GIVEN DATA:
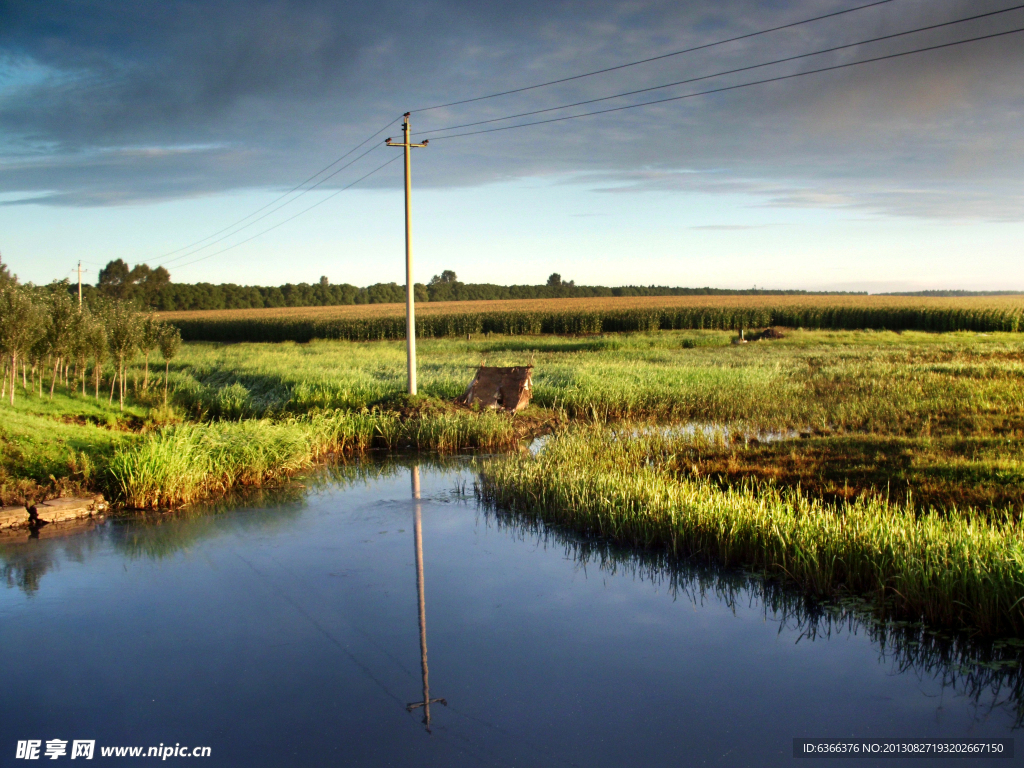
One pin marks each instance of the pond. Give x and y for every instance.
(307, 627)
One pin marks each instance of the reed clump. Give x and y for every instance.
(952, 568)
(183, 464)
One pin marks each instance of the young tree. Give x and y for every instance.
(170, 342)
(445, 278)
(148, 340)
(95, 339)
(123, 332)
(18, 326)
(61, 316)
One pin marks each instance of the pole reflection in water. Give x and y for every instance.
(418, 535)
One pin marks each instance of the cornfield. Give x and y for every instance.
(583, 316)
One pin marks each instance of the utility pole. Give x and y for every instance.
(80, 270)
(410, 297)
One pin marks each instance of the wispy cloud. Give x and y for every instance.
(120, 102)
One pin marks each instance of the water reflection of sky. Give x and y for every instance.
(287, 633)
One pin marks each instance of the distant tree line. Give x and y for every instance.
(46, 335)
(154, 289)
(953, 294)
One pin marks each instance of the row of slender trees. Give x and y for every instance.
(46, 335)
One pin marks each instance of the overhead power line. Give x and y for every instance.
(705, 46)
(274, 210)
(294, 188)
(736, 87)
(796, 57)
(295, 216)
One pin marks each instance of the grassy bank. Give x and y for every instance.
(938, 417)
(824, 382)
(952, 568)
(186, 463)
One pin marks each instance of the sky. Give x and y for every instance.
(133, 130)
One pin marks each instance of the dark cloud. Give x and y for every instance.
(108, 102)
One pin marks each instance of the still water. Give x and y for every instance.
(308, 628)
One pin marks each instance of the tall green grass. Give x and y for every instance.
(886, 383)
(955, 568)
(186, 463)
(304, 329)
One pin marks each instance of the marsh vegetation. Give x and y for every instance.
(866, 463)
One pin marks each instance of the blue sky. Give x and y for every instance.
(129, 133)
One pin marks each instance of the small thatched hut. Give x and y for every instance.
(508, 388)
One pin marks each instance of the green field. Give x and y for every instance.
(878, 463)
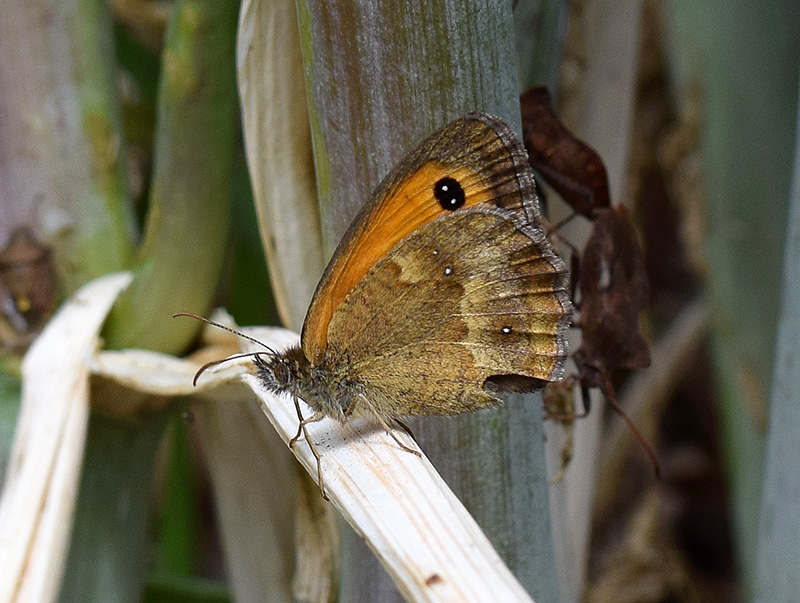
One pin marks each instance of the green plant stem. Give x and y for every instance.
(181, 257)
(61, 148)
(383, 76)
(749, 97)
(778, 579)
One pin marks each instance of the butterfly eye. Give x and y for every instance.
(449, 194)
(282, 373)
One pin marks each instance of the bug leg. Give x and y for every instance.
(405, 428)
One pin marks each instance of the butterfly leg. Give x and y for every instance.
(301, 430)
(388, 429)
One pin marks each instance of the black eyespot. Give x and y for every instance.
(449, 194)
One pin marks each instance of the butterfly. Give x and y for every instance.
(442, 294)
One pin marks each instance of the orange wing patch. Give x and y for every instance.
(479, 152)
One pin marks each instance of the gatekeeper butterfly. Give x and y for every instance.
(443, 293)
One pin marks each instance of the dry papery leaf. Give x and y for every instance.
(395, 500)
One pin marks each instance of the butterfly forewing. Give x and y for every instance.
(477, 151)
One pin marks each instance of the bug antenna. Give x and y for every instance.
(208, 365)
(224, 328)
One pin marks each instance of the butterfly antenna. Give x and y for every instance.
(208, 365)
(224, 328)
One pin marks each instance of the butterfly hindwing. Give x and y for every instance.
(471, 295)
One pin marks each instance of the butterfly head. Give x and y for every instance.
(283, 372)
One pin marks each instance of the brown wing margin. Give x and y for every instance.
(480, 151)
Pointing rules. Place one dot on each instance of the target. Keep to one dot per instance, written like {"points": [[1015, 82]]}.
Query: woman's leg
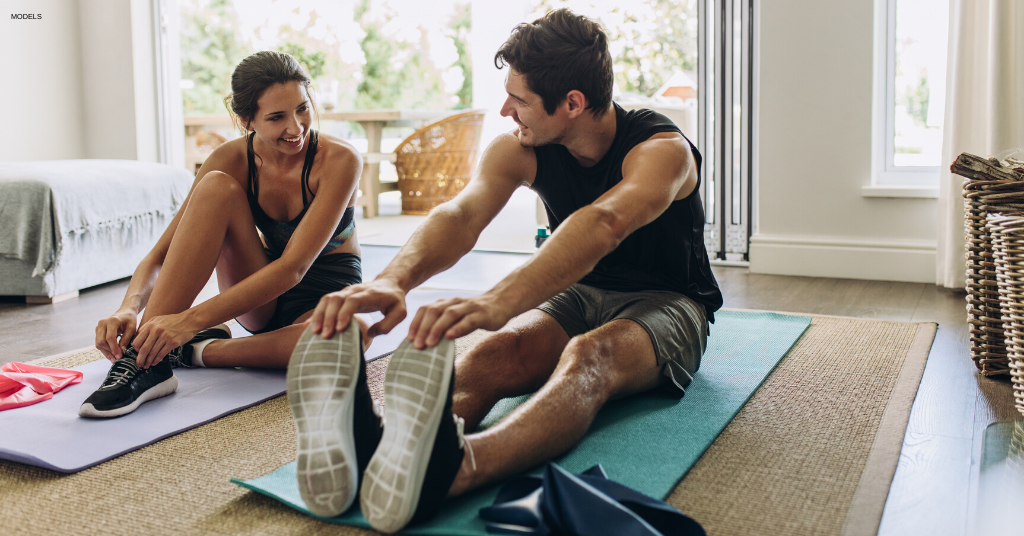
{"points": [[216, 231], [268, 351]]}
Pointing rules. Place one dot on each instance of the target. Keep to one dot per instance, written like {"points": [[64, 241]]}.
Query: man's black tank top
{"points": [[669, 253]]}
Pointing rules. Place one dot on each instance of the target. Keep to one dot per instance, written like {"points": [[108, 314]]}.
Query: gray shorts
{"points": [[677, 325]]}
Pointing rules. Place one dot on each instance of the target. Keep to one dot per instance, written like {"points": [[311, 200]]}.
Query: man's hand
{"points": [[454, 318], [115, 332], [335, 310], [160, 335]]}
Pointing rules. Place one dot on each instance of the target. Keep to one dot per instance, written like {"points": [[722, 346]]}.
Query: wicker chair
{"points": [[435, 163]]}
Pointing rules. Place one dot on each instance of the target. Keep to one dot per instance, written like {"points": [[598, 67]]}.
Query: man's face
{"points": [[526, 109]]}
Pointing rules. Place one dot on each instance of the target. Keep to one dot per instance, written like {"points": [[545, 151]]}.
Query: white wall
{"points": [[41, 92], [814, 136], [108, 79], [85, 84]]}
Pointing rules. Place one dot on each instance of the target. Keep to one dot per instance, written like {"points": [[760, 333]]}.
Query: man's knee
{"points": [[499, 360], [591, 363], [608, 367]]}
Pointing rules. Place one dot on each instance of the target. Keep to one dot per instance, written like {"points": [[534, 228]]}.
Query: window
{"points": [[909, 95]]}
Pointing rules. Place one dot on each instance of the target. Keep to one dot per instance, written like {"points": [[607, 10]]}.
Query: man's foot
{"points": [[127, 386], [185, 355], [337, 425], [411, 472]]}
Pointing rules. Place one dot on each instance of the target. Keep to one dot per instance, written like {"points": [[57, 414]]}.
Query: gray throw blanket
{"points": [[44, 204]]}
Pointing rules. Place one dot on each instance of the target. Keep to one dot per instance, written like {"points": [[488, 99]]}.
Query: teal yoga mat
{"points": [[644, 442]]}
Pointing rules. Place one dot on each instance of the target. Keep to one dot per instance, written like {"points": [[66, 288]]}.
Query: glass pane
{"points": [[920, 82], [737, 110], [709, 155]]}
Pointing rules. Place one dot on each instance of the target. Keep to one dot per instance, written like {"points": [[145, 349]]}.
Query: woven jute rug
{"points": [[812, 452]]}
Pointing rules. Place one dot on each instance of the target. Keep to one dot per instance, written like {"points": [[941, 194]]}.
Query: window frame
{"points": [[888, 179]]}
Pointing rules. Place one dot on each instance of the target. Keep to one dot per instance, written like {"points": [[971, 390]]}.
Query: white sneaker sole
{"points": [[163, 388], [322, 379], [415, 393]]}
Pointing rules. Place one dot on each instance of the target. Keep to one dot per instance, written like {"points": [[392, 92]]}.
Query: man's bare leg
{"points": [[513, 361], [612, 361]]}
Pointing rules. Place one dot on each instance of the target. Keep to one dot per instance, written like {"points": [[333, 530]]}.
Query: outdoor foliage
{"points": [[357, 57], [210, 49]]}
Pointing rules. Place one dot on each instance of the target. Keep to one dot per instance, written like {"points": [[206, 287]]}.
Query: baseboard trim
{"points": [[909, 260], [35, 300]]}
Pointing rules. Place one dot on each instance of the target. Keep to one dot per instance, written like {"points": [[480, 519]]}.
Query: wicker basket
{"points": [[1008, 243], [435, 163], [988, 189]]}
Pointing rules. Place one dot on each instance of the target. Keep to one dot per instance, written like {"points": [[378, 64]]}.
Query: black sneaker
{"points": [[127, 386], [181, 356], [335, 418], [422, 449]]}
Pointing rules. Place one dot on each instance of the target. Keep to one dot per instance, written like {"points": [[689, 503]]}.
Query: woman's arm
{"points": [[116, 331], [340, 168]]}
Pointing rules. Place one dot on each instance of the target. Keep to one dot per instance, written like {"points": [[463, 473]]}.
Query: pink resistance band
{"points": [[23, 384]]}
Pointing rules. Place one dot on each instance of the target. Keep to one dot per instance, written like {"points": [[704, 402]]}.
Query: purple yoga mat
{"points": [[50, 434]]}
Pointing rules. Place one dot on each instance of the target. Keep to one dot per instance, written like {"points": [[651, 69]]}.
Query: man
{"points": [[615, 302]]}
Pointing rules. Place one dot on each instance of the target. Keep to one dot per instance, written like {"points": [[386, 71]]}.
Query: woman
{"points": [[298, 189]]}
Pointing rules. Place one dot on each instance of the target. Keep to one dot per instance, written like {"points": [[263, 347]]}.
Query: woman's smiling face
{"points": [[284, 117]]}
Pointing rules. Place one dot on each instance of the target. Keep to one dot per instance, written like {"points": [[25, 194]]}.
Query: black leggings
{"points": [[328, 274]]}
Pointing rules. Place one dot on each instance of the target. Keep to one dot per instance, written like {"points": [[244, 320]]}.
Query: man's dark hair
{"points": [[557, 53]]}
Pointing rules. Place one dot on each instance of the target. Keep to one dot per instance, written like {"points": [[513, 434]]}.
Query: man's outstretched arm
{"points": [[654, 173], [448, 234]]}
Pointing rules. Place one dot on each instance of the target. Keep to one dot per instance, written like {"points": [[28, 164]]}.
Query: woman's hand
{"points": [[160, 335], [115, 332]]}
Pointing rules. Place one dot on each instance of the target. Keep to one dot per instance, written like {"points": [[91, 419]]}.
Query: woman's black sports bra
{"points": [[276, 234]]}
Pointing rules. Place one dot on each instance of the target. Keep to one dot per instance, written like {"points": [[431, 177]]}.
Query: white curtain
{"points": [[984, 113]]}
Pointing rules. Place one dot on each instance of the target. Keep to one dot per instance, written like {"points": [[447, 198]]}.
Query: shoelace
{"points": [[123, 371], [460, 425]]}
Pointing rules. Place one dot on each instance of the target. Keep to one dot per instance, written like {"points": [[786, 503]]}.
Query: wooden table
{"points": [[373, 123]]}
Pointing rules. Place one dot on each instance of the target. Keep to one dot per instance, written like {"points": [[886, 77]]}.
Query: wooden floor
{"points": [[936, 484]]}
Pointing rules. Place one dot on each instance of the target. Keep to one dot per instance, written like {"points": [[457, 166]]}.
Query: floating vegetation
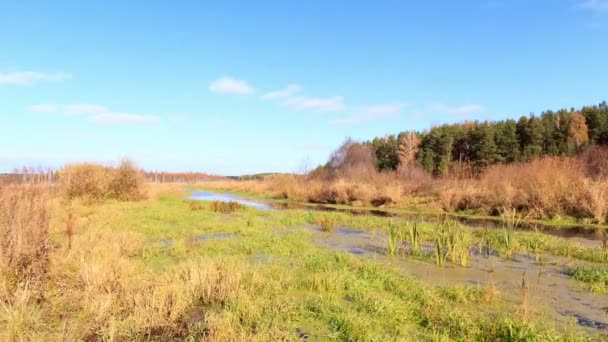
{"points": [[413, 233], [327, 222], [394, 238], [225, 207], [596, 277], [195, 206]]}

AIM OF THE TASK: From the line containing "Query: shoelace" to the end of the listing, restate each line word for word and nothing more; the pictures stay out.

SOLUTION FOR THIS EXERCISE:
Query: shoelace
{"points": [[123, 371], [460, 425]]}
Pointing rules. Place one dot on each instance of the target. Keep to one dot per instance, written like {"points": [[786, 503]]}.
Query: wooden table
{"points": [[373, 123]]}
Pointing rules. Place one dot on each instance of the target. Keep to one dot per instance, written like {"points": [[886, 77]]}.
Query: wooden floor
{"points": [[936, 484]]}
Pointing rules. Place one dot on each instance of the target. Keep to one dot per instance, written like {"points": [[457, 166]]}.
Query: floating vegetation
{"points": [[413, 233], [327, 222], [394, 238], [225, 207], [596, 277], [195, 206]]}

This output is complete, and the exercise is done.